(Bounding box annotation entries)
**********

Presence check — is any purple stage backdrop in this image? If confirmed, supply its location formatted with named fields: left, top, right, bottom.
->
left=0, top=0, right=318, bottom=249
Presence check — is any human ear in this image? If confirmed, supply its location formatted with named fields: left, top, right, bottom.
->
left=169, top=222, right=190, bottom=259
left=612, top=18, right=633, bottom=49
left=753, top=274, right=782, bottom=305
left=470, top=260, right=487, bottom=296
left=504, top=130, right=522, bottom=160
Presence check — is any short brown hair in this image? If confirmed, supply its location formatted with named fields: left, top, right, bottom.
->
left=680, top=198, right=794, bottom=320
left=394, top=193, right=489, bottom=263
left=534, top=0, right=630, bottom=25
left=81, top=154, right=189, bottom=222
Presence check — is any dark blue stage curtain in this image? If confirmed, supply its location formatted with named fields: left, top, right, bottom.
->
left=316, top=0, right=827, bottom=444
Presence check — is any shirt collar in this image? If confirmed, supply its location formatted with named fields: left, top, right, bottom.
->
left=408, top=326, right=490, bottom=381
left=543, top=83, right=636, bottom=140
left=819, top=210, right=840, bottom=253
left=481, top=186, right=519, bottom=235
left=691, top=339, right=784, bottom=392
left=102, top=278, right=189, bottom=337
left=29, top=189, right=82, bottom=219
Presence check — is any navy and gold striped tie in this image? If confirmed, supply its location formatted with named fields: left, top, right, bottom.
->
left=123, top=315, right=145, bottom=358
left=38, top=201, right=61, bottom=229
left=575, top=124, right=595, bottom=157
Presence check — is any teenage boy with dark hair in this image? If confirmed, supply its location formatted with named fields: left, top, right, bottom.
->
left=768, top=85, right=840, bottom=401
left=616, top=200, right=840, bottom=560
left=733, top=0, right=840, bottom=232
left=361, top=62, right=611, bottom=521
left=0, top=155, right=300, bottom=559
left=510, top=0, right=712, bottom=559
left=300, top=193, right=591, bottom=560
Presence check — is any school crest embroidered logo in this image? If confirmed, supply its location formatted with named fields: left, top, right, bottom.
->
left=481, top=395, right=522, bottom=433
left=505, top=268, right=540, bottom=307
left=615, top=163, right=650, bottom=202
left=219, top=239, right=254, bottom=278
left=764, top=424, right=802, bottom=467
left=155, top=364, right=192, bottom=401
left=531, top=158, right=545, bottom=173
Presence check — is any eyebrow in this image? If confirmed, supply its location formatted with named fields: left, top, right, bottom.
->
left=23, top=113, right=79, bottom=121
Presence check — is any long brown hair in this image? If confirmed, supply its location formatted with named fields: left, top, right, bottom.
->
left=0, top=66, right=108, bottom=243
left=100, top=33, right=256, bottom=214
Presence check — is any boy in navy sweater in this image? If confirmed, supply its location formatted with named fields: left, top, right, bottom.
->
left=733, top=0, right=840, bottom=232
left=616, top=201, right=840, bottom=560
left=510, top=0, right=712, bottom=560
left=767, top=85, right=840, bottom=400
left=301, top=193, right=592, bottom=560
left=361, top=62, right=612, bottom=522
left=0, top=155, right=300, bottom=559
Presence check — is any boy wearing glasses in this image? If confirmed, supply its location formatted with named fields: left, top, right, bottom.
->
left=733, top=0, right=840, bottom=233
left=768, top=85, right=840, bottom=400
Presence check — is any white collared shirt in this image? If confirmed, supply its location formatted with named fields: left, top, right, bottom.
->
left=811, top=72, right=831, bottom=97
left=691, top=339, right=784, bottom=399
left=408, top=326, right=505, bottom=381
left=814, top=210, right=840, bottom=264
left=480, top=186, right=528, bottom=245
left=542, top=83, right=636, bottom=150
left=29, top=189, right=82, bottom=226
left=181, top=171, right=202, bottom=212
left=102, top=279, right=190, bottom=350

**********

Move every item from the start through the line containing "left=81, top=154, right=189, bottom=222" into your answer, copying the requests unchanged and adding 65 to each coordinate value in the answers.

-- ANSWER TO THIS EXERCISE --
Presence check — is any purple stage backdrop in this image? If confirmed, supply its location formatted with named fields: left, top, right, bottom.
->
left=65, top=65, right=383, bottom=314
Presence check — is any human ear in this image? If confirmed, supply its location formatted with named fields: left, top, right, bottom.
->
left=234, top=287, right=255, bottom=324
left=677, top=83, right=698, bottom=114
left=818, top=339, right=847, bottom=370
left=535, top=325, right=552, bottom=361
left=569, top=195, right=587, bottom=225
Presence check — is any short brown hair in this image? If confirmed, supply its location formatted with named fields: left, top, right, bottom.
->
left=745, top=263, right=859, bottom=385
left=459, top=258, right=554, bottom=328
left=599, top=65, right=695, bottom=90
left=146, top=219, right=254, bottom=287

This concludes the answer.